DOCUMENT EXCERPT
- - - -

The issue before ALJ Halligan was not whether Trossen had begun a trial work period. The issue for ALJ Halligan was whether Trossen had engaged in SGA. As noted above, a finding that Trossen had not engaged in SGA does not necessarily mean that Trossen did not begin a trial work period. The court is presented with no reason to conclude that the rules of administrative finality forever bar the Commissioner from considering facts simply because they happened before a prior administrative decision. Rather, the rules of administrative finality merely limit the Commissioner's ability to upset determinations necerily made in a prior decision. The bar is upon re-considering facts, not considering facts for the first time. Thus, ALJ Schneider could not later determine that Trossen had, in fact, engaged in SGA prior to ALJ Halligan's decision. That determination was foreclosed by ALJ Halligan's decision. However, ALJ Halligan made absolutely no determination as to whether Trossen began a trial work period prior to his decision, and because ALJ Halligan did not make this determination, SSR 82-66 did not bar ALJ Schneider from subsequently so finding.

- - - -

DATA EXTRACT
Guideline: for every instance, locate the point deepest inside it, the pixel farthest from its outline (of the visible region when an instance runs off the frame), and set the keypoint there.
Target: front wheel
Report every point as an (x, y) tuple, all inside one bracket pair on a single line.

- - - -

PROBLEMS TO SOLVE
A - In the court opinion excerpt on administrative finality, what was the issue before ALJ Halligan?
B - Name every person the court opinion excerpt on administrative finality identifies by name.
C - Continue the court opinion excerpt on administrative finality from its final sentence.

RESPONSES BY ITEM NUMBER
A - Whether Trossen had engaged in SGA.

B - ALJ Halligan, Trossen, ALJ Schneider

C -
An individual is at fault for the overpayment if the overpayment resulted from:
(a) An incorrect statement made by the individual which he knew or should have known to be incorrect; or
(b) Failure to furnish information which he knew or should have known to be material; or
(c) With respect to the overpaid individual only, acceptance of a payment which he either knew or could have been expected to know was incorrect.
20 C.F.R. § 404.507.
Trossen argues he was not at fault for the overpayment because he truthfully provided all information that the SSA requested and reasonably relied upon notices from the SSA and statements by ALJ Halligan that led Trossen to believe that when Trossen was suspected to no longer be eligible for benefits, the would initiate a review.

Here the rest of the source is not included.